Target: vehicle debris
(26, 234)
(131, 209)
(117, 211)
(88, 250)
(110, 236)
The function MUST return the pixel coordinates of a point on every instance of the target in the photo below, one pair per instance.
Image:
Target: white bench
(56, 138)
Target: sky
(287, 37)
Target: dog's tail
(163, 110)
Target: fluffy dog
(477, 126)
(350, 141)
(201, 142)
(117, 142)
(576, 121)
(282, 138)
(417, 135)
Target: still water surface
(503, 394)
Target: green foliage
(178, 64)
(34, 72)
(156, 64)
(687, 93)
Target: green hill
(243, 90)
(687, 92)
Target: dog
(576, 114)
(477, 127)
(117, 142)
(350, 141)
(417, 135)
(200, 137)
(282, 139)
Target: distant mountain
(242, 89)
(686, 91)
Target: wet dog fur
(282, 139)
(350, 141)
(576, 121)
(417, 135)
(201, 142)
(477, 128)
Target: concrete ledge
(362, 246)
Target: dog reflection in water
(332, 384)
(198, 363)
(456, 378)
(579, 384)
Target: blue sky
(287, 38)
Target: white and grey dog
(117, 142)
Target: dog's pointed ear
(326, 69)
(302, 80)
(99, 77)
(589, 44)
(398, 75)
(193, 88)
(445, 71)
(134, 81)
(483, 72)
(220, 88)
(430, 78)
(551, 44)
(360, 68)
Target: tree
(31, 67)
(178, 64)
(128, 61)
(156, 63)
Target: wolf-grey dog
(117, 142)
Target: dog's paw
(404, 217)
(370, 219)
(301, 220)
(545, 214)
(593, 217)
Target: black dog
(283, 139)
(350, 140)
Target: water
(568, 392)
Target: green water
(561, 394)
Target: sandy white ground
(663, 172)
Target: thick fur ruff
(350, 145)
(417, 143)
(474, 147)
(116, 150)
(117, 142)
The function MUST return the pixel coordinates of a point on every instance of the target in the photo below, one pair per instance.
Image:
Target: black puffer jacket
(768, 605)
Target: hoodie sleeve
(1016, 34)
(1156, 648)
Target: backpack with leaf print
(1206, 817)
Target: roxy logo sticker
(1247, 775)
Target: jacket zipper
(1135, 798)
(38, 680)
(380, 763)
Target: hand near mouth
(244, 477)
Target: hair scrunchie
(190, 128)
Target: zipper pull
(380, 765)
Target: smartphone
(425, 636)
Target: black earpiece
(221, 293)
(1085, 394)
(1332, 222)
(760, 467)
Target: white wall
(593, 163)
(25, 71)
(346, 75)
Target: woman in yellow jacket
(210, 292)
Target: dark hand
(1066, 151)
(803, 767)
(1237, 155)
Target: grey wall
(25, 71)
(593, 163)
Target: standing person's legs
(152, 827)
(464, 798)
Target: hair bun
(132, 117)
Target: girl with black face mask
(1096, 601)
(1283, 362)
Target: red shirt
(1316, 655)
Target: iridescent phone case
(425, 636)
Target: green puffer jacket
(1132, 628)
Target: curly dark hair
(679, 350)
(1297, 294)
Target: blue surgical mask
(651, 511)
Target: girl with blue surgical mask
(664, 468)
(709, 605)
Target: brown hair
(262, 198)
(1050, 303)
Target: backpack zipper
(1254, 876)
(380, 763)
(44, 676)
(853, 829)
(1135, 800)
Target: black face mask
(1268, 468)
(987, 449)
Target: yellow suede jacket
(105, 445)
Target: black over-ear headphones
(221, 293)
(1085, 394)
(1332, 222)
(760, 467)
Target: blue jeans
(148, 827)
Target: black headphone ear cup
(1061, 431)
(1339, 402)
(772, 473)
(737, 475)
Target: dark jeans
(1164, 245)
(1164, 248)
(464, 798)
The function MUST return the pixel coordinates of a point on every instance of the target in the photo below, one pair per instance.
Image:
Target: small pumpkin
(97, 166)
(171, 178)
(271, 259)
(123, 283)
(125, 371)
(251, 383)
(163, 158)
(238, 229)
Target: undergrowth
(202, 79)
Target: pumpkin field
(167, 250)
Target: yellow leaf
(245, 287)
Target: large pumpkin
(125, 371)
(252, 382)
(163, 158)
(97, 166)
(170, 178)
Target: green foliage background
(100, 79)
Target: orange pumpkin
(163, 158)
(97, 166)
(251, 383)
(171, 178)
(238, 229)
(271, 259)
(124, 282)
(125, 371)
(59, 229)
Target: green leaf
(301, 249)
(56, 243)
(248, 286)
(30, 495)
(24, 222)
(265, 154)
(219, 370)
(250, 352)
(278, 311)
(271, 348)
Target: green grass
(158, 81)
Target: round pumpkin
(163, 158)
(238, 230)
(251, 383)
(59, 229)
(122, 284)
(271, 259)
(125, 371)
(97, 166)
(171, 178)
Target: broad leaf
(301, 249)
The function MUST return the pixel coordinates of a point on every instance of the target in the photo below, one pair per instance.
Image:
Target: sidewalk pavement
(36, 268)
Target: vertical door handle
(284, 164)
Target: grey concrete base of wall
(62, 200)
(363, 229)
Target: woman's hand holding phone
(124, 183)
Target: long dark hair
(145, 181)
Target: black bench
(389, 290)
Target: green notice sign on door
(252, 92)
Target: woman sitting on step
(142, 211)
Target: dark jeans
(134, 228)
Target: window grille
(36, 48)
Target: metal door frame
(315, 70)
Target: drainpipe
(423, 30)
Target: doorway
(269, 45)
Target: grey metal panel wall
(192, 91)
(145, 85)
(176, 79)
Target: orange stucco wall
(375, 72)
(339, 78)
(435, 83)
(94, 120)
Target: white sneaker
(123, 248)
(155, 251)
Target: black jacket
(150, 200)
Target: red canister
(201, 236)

* _Required task_
Copy out every line of the records above, word for word and in the same order.

* _Solution to the exercise_
Target: vehicle debris
(26, 234)
(131, 209)
(117, 211)
(88, 250)
(110, 236)
The function MUST return the pixel coordinates of a point on every instance of the target in the photo below, one pair per instance.
Image:
Target: white bench
(56, 138)
Target: sky
(287, 37)
Target: dog's tail
(163, 110)
Target: fluffy dog
(477, 126)
(350, 141)
(201, 142)
(117, 142)
(576, 121)
(282, 138)
(417, 135)
Target: still water surface
(503, 394)
Target: green foliage
(178, 64)
(34, 72)
(156, 64)
(687, 93)
Target: green hill
(243, 90)
(687, 92)
Target: dog
(576, 114)
(477, 127)
(117, 142)
(350, 141)
(417, 135)
(200, 137)
(282, 139)
Target: distant mountain
(242, 89)
(686, 91)
Target: wet dog fur
(282, 139)
(350, 141)
(576, 121)
(417, 135)
(201, 142)
(477, 128)
Target: concrete ledge
(362, 246)
Target: dog reflection in water
(332, 384)
(198, 363)
(456, 378)
(579, 384)
Target: blue sky
(287, 38)
Target: white and grey dog
(117, 142)
Target: dog's pointed ear
(326, 69)
(302, 80)
(99, 77)
(589, 44)
(398, 75)
(193, 88)
(445, 71)
(134, 81)
(483, 72)
(220, 88)
(430, 78)
(551, 44)
(360, 68)
Target: tree
(31, 67)
(178, 64)
(128, 61)
(156, 63)
Target: wolf-grey dog
(117, 142)
Target: dog's paw
(404, 217)
(370, 219)
(301, 220)
(545, 214)
(593, 217)
Target: black dog
(283, 139)
(350, 140)
Target: water
(568, 392)
Target: green water
(561, 394)
Target: sandy white ground
(663, 172)
Target: thick fur ruff
(350, 145)
(417, 143)
(474, 147)
(116, 150)
(117, 142)
The function MUST return the pixel coordinates of a point on every instance of the target in the photo below, one pair per instance.
Image:
Target: black puffer jacket
(768, 605)
Target: hoodie sleeve
(1016, 34)
(1156, 648)
Target: backpack with leaf print
(1206, 817)
Target: roxy logo sticker
(1247, 775)
Target: jacket zipper
(1135, 798)
(38, 680)
(380, 763)
Target: hand near mouth
(244, 477)
Target: hair scrunchie
(190, 128)
Target: zipper pull
(380, 765)
Target: smartphone
(425, 636)
Target: black earpiece
(221, 293)
(1085, 394)
(1332, 222)
(760, 467)
Target: white wall
(593, 163)
(25, 71)
(346, 75)
Target: woman in yellow jacket
(210, 292)
Target: dark hand
(1066, 151)
(803, 767)
(1237, 155)
Target: grey wall
(25, 71)
(593, 163)
Target: standing person's legs
(152, 827)
(464, 798)
Target: hair bun
(132, 117)
Target: girl with black face mask
(1096, 601)
(1283, 362)
Target: red shirt
(1316, 655)
Target: iridescent phone case
(425, 636)
Target: green puffer jacket
(1132, 628)
Target: curly dark hair
(679, 350)
(1297, 294)
Target: blue surgical mask
(651, 511)
Target: girl with blue surgical mask
(664, 468)
(709, 605)
Target: brown hair
(262, 198)
(1050, 303)
Target: backpack zipper
(1254, 876)
(380, 763)
(44, 676)
(853, 829)
(1135, 800)
Target: black face mask
(1268, 468)
(987, 449)
Target: yellow suede jacket
(105, 445)
Target: black over-ear headphones
(221, 293)
(1085, 394)
(1332, 222)
(760, 467)
Target: blue jeans
(148, 827)
Target: black headphone ear cup
(1061, 431)
(1339, 402)
(772, 473)
(737, 475)
Target: dark jeans
(1164, 245)
(1164, 248)
(464, 798)
The function MUST return the pixel coordinates of a point on every instance of the target in the photo below, one pair per instance.
Image:
Target: small pumpkin
(97, 166)
(171, 178)
(271, 259)
(123, 283)
(125, 371)
(251, 383)
(163, 158)
(238, 229)
Target: undergrowth
(202, 79)
Target: pumpkin field
(167, 250)
Target: yellow leaf
(245, 287)
Target: large pumpkin
(125, 371)
(252, 382)
(163, 158)
(97, 166)
(170, 178)
Target: green foliage background
(100, 79)
Target: orange pumpkin
(163, 158)
(97, 166)
(251, 383)
(171, 178)
(238, 229)
(271, 259)
(124, 282)
(125, 371)
(59, 229)
Target: green leaf
(301, 249)
(56, 243)
(248, 286)
(30, 495)
(24, 222)
(265, 154)
(219, 370)
(250, 352)
(278, 311)
(271, 348)
Target: green grass
(158, 81)
Target: round pumpkin
(163, 158)
(238, 230)
(251, 383)
(59, 229)
(122, 284)
(271, 259)
(125, 371)
(97, 166)
(171, 178)
Target: broad leaf
(301, 249)
The function MUST return the pixel coordinates of a point on every instance of the target in the photo below, one pair per instance.
Image:
Target: sidewalk pavement
(36, 268)
Target: vertical door handle
(284, 164)
Target: grey concrete base of wall
(62, 200)
(363, 229)
Target: woman's hand holding phone
(124, 183)
Target: long dark hair
(145, 181)
Target: black bench
(389, 290)
Target: green notice sign on door
(252, 92)
Target: woman sitting on step
(142, 211)
Target: dark jeans
(134, 228)
Target: window grille
(36, 48)
Target: metal door frame
(315, 70)
Target: drainpipe
(423, 30)
Target: doorway
(269, 45)
Target: grey metal panel wall
(192, 91)
(145, 85)
(176, 79)
Target: orange stucco wall
(375, 72)
(339, 78)
(435, 83)
(94, 120)
Target: white sneaker
(123, 248)
(155, 251)
Target: black jacket
(150, 200)
Target: red canister
(201, 236)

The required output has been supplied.